Kutipan Teks
□ □ □ □ □
Tetapi dibalik suburnya tanaman mereka, yang menjadi perhatian kita pada para petani/pekebun adalah kemiskinannya. Pagi, siang dan malam petani/pekebun merawat dan menjaga tanamannya. Namun, saat panen tiba mereka tak bisa apa-apa. Hasilnya tak seberapa, karena harga-harga tanaman yang mereka tanam hanya bernilai ribuan rupiah. Mereka juga sesekali mengurut dada saat panen tak ada hasil. Kata salah seorang petani yang mengalami gagal panen bercerita kepadaku, tahun itu, kami sangat kesusahan untuk makan dan kami juga tak bisa menghasilkan uang yang cukup.
Kebanyakan pendapatan petani hanya bersumber dari tanaman musiman itu, sehingga hasilnya tidak cukup untuk mengantarkan anak-anak mereka pada perguruan tinggi. Pendidikan anak-anak mereka terhenti ditengah jalan karena tak ada biaya. Anak-anak itu lalu memilih merantau menjadi TKI, TKW atau merantau di kota lainnya di Indonesia dan bekerja di bidang informal seperti kuli bangunan, pembantu rumah tanggga, buruh perkebunan, buruh kapal, sopir angkot dan lain sebagainya.
Nama desa ini adalah Desa Wantiworo. Jumlah kepala keluarganya berkisar sekitar 400-an kepala keluarga (KK). Mayoritas pekerjaan masyarakatnya rata-rata sebagai petani jagung dan kacang. Tanaman ini biasanya di tanam pada bulan Oktober masa panen Januari dan Maret masa panen Juni. Cara bertani mereka juga nomaden, berpinda-pindah tempat dengan membuka hutan-hutan baru, yang suda sekian tahun ditinggalkan.
□ □ □ □ □
Isi Data
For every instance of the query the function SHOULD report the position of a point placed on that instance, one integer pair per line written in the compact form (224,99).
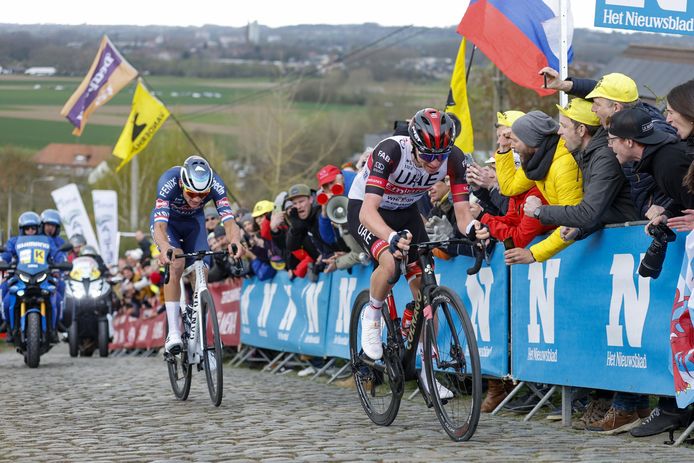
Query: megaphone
(336,209)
□ □ □ □ □
Latihan
Tolong tuliskan kembali bagian teks tentang petani di Desa Wantiworo tanpa mengubah satu kata pun, mulai dari "Nama desa ini" dan terus sampai "sekian tahun ditinggalkan.".

Hasil
Nama desa ini adalah Desa Wantiworo. Jumlah kepala keluarganya berkisar sekitar 400-an kepala keluarga (KK). Mayoritas pekerjaan masyarakatnya rata-rata sebagai petani jagung dan kacang. Tanaman ini biasanya di tanam pada bulan Oktober masa panen Januari dan Maret masa panen Juni. Cara bertani mereka juga nomaden, berpinda-pindah tempat dengan membuka hutan-hutan baru, yang suda sekian tahun ditinggalkan.